Directions for this task:
Set down the data below without change, skipping the pictures it holds.

(begin)

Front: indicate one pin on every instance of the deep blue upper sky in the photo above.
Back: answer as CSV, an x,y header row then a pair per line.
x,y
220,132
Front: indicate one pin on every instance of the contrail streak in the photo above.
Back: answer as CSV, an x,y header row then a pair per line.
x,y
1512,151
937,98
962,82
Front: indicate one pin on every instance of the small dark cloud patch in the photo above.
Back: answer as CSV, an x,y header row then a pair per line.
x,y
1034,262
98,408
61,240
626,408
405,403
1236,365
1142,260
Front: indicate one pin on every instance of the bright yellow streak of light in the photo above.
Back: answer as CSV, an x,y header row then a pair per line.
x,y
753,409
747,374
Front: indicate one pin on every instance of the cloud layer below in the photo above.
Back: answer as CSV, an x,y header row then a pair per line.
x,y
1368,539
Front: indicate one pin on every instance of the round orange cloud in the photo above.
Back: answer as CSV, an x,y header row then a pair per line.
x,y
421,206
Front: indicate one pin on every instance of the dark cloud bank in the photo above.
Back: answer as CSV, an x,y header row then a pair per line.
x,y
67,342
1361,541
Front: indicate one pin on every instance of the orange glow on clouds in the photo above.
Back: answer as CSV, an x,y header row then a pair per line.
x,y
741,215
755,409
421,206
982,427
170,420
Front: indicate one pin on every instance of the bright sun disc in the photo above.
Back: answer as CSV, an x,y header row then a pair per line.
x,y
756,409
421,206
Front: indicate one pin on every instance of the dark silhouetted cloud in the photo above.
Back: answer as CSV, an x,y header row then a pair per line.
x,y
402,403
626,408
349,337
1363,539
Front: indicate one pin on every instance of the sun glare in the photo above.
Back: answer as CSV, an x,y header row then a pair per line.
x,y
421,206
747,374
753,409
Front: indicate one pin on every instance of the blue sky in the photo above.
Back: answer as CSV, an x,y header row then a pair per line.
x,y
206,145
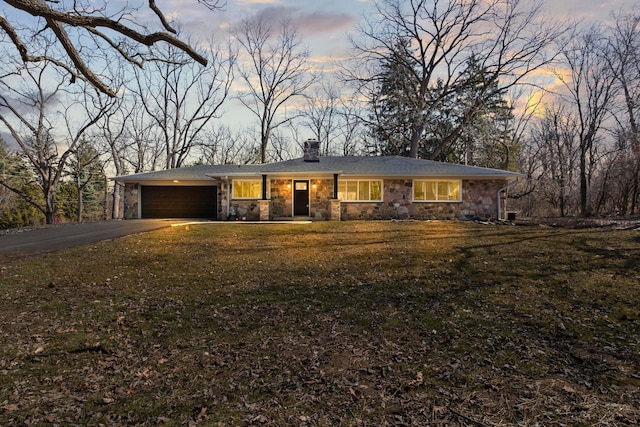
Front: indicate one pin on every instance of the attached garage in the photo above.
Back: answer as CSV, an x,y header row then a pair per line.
x,y
179,201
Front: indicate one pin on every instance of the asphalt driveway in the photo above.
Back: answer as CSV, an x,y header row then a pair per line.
x,y
15,245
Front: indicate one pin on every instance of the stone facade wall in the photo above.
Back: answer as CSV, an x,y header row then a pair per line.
x,y
320,198
479,198
281,198
130,201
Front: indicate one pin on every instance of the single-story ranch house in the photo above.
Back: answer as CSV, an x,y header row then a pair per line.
x,y
323,188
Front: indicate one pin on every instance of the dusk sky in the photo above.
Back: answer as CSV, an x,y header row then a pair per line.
x,y
324,26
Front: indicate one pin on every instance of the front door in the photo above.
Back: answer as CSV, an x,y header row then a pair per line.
x,y
300,198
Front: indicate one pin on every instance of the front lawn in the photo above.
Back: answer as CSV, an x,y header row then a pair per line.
x,y
336,323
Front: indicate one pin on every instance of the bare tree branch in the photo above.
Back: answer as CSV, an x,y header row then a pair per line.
x,y
77,18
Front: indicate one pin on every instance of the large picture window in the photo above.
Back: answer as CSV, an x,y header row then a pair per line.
x,y
360,190
436,190
247,189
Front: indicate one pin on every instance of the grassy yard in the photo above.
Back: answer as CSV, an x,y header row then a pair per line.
x,y
351,323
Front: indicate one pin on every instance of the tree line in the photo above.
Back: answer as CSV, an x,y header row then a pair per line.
x,y
493,84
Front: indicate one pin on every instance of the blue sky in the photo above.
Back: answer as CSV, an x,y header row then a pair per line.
x,y
324,25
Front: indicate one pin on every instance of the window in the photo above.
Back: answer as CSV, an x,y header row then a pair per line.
x,y
360,190
247,189
436,191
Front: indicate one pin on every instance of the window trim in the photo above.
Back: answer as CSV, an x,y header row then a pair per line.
x,y
235,182
358,181
437,181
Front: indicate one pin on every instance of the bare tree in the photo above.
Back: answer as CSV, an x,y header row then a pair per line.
x,y
557,138
624,61
27,111
222,146
105,29
435,40
320,115
590,83
275,72
181,98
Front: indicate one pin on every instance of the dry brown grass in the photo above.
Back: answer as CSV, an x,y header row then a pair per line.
x,y
359,323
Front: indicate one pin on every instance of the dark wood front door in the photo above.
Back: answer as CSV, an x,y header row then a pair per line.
x,y
301,198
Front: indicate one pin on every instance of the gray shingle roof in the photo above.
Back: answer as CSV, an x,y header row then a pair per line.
x,y
384,166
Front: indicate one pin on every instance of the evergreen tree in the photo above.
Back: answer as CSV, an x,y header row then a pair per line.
x,y
397,107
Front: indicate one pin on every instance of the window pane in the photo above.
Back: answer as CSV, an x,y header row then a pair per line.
x,y
254,192
247,189
431,190
419,190
363,190
352,190
376,190
342,189
454,190
443,190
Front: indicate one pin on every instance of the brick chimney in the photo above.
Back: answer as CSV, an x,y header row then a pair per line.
x,y
311,150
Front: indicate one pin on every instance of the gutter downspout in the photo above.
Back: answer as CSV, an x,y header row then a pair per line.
x,y
498,195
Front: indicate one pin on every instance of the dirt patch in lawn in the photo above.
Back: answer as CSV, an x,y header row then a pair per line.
x,y
354,323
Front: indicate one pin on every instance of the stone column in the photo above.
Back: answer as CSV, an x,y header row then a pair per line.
x,y
335,210
264,210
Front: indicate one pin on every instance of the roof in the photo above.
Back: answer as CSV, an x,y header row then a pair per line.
x,y
345,166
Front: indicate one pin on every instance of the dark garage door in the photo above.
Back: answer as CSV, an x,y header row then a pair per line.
x,y
179,202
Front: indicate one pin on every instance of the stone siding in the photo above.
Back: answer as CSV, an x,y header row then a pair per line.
x,y
479,198
320,193
320,198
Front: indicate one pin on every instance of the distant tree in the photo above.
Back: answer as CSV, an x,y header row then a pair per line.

(end)

Answer below:
Front: indicate one pin on every instance of the deep blue upper sky in the photo above.
Back: answer as CSV, an x,y header row then a pair per line.
x,y
220,132
Front: indicate one pin on every instance of the contrail streak in the photo above.
Back: answer as CSV, an x,y header row then a pair per line.
x,y
1512,151
937,98
962,82
Front: indicate one pin on every instance of the small dark cloud patch in the photo above.
Back: answer as CSV, an x,y header row then a pair per line.
x,y
1034,262
98,408
61,240
626,408
405,403
1236,365
1142,260
Front: indicate one pin on every instance of the bright yellow streak of light in the photo above.
Back: answer as CSV, an x,y header row then a pair per line.
x,y
753,409
747,374
Front: indicate one pin on every instance of the cloud layer below in the photo above.
Back: answer as CSV, an x,y header row then a pair per line.
x,y
1368,539
Front: indicate one pin on every instance of the round orange cloud in the photo above.
Back: answer as CSV, an x,y header row then a pair per line.
x,y
421,206
Front: indicate one pin on every instance of the dark cloud bank in the photo above.
Back: answer as CSV, an x,y header row then a pair per line.
x,y
67,342
1361,541
Front: indicate one pin on every instance of the orange glow on clouds in the photo above.
Back: answer as CSV, an x,y header row then a pair per line.
x,y
741,215
755,409
421,206
982,427
170,420
Front: indicate one pin on every instance of the bright sun disc in the photo above.
Back: answer as CSV, an x,y header row then a pair per line.
x,y
756,409
421,206
Front: indicate one pin on every instance of the dark silhouetted cloud in the photo above.
Back: answer as CSV, an x,y header row then a pair per line.
x,y
402,403
626,408
349,337
1363,539
Front: indicate one pin on every instance of the sun glare in the photo above.
Back: answer as CSV, an x,y header row then a pair per line.
x,y
421,206
747,374
753,409
Front: indicate one pin on every instance of the blue sky in the photo above.
Back: answer as CSV, an x,y header row then a pair per line.
x,y
206,145
Front: indicate one pin on every instance of the attached garage in the photo above.
Back: answer as CSV, an x,y header row then a pair per line.
x,y
179,201
Front: indicate one pin on every instance of the asphalt driveway in the photo above.
Back: answer as CSV, an x,y header row then a pair per line.
x,y
15,245
Front: indicate one pin on every instance of the stone facade wall in the photo above.
Back: answer as CSV, an x,y header row then a pair per line.
x,y
320,198
479,198
281,198
130,201
Front: indicate one pin on every instance of the single-story ranch house in the photo above.
Back: answer as CSV, an x,y header row then a pair per line.
x,y
323,188
Front: indicate one pin on every instance of the dusk sky in the photo above.
Back: answer as CSV, an x,y header row then a pair per line.
x,y
324,26
Front: indicate one pin on every instance of the front door in the photo above.
Back: answer as CSV, an x,y header row then a pair per line.
x,y
300,198
Front: indicate one pin on every instance of the front lawn in the photo above.
Back: answer as CSV, an x,y header row then a pair per line.
x,y
336,323
Front: indicate one pin on every instance of the bare tree branch in the photo above.
Back: answer as CSV, an x,y header row then a pair per line.
x,y
77,18
Front: indicate one pin on every instance of the large picture window in the photo above.
Back: answer as CSV, an x,y header row then a pair per line.
x,y
360,190
436,190
247,189
Front: indicate one pin on every instance of the grassy yard in the photo above.
Back: answer as CSV, an x,y header row then a pair per line.
x,y
351,323
Front: indicate one pin on every instance of the tree line in the photo above.
Back: answer as CSV, an x,y header row then a pair per line.
x,y
493,84
Front: indicate one pin on every instance of the blue sky in the photo above.
Back: answer as CSV, an x,y header row then a pair per line.
x,y
324,25
Front: indicate one pin on every instance of the window in the photo above.
Back: answer as CSV, an x,y header row then a pair per line.
x,y
360,190
247,189
436,191
Front: indicate one pin on every instance of the window trim in the photo above.
Back: answer as CSV, an x,y header row then a pair per line.
x,y
235,182
358,181
437,181
Front: indicate one pin on every instance of the bare tree in the photo above.
Back: answer as CSV, an x,y header row then a pair per line.
x,y
557,138
624,61
27,111
222,146
105,29
435,40
320,115
590,83
275,72
181,98
Front: indicate one pin on every instance of the dry brown grass in the photo above.
Back: answer as CSV, an x,y header row then a pair per line.
x,y
359,323
Front: indicate one pin on every instance of the dark wood front door in the photo above.
Back: answer as CSV, an x,y header row then a pair per line.
x,y
301,198
Front: indicate one pin on every instance of the gray shingle roof in the photo above.
Back: answer as CSV, an x,y header row then a pair per line.
x,y
384,166
Front: indicate one pin on every instance of the evergreen tree in the photo above.
Back: answer as CSV, an x,y header row then a pair per line.
x,y
397,107
Front: indicate one pin on every instance of the window pane in the photo above.
Back: answer as CSV, an x,y header row then a pair per line.
x,y
254,192
247,189
431,190
419,190
363,190
352,190
376,190
342,189
454,190
443,190
Front: indicate one pin on every instance of the brick chimney in the photo above.
Back: answer as CSV, an x,y header row then a pair per line.
x,y
311,150
Front: indicate one pin on every instance of the gutter downspout in the photo above.
Back: answer as CSV, an x,y header row then a pair per line.
x,y
498,195
Front: indicate one pin on every instance of the dirt patch in lawn in the photo above.
Back: answer as CSV, an x,y header row then a pair per line.
x,y
354,323
Front: indicate one pin on every instance of the stone column in the photo above.
Back: answer as CSV, an x,y header row then a pair per line.
x,y
335,210
264,210
Front: indicate one pin on every instance of the roof in the photo above.
Back: answer as CSV, an x,y header row then a pair per line.
x,y
345,166
Front: indicate one pin on every instance of the dark garage door in the photo above.
Back: answer as CSV, an x,y header row then a pair per line.
x,y
179,202
Front: indicate one pin on every instance of the stone siding in the photo above.
Back: answer as CSV, an x,y header row then a pair per line.
x,y
479,198
320,193
320,198
Front: indicate one pin on every instance of the distant tree in the photo above.
Back: answer as CSV, an x,y header row then a pair per line.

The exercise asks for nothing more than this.